ENUNCIADO DEL EJERCICIO: Continúa el fragmento sobre la campaña del Gobierno vasco en apoyo de los amenazados por ETA a partir de su última oración.

FRAGMENTO PROPORCIONADO:
================================

La campaña del Gobierno vasco a favor de los amenazados por ETA pretende, en palabras del lehendakari, "sacar el tema de las víctimas del circuito político y electoral en el que había entrado y que no llevaba a ningún sitio, sino a la utilización partidista del dolor". Desde luego, nadie de buena fe podrá negar su apoyo y aplauso para esta iniciativa ni tampoco dejar de reconocer que ha existido a veces, por parte de determinadas formaciones políticas, un uso sectario de las víctimas del terrorismo etarra. Y, sin embargo, tanto la campaña de sensibilización en sí (por el spot hasta ahora visto) como las palabras del lehendakari son inaceptables en un aspecto muy concreto: el de que pretenden escamotear la dimensión política de la violencia y la consiguiente victimización que muchos han sufrido.

================================

DATOS PROPORCIONADOS:
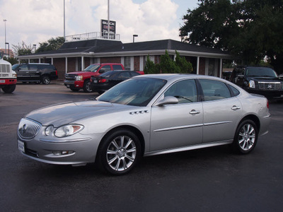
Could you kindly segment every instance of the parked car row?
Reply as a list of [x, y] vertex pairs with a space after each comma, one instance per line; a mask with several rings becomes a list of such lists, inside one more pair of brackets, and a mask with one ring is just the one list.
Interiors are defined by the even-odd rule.
[[[58, 78], [56, 68], [49, 64], [15, 64], [12, 69], [17, 74], [18, 82], [47, 85], [50, 81]], [[139, 71], [125, 71], [122, 64], [94, 64], [83, 71], [66, 73], [64, 84], [73, 91], [83, 89], [86, 93], [96, 91], [101, 94], [118, 83], [137, 75], [139, 75]], [[269, 67], [239, 66], [232, 72], [225, 72], [223, 75], [226, 79], [248, 93], [262, 95], [267, 98], [283, 95], [283, 78]]]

================================

RESULTADO FINAL:
Reconocer el carácter político esencial del fenómeno terrorista es una exigencia ineludible para su comprensión

En realidad, las propias palabras de Ibarretxe proclaman el error básico de la campaña: porque habla de "sacar a las víctimas del circuito político", cuando lo único que está justificado es sacarlas del circuito partidista. Confunde partidismo y política, lo cual es groseramente equivocado en esta materia. La violencia terrorista es el fenómeno político más importante y significativo que ha ocurrido en la sociedad vasca, hasta tal punto que la realidad de los últimos cuarenta años es literalmente incomprensible sin incluirla como factor esencial del análisis. ¿Cómo podríamos entonces ignorarla en esa dimensión política? Otra cosa es sacar ese fenómeno del juego partidista, algo que intentó precisamente el Pacto de Ajuria Enea hace ya muchos años.

Reconocer el carácter político esencial del fenómeno terrorista es una exigencia ineludible para su comprensión: aquí se mata y se ha matado por algo, y se amenaza a cierta gente por algo. No toda la sociedad está amenazada, sino sólo una determinada parte de ella. Y lo está por unos motivos muy concretos, por un estigma que la marca. Si ello es así, ¿puede realizarse una campaña de apoyo y solidaridad sin mencionar esas causas y ese estigma? No, a no ser que se pretenda reducir al ámbito privado (el dolor personal) un tema esencialmente público.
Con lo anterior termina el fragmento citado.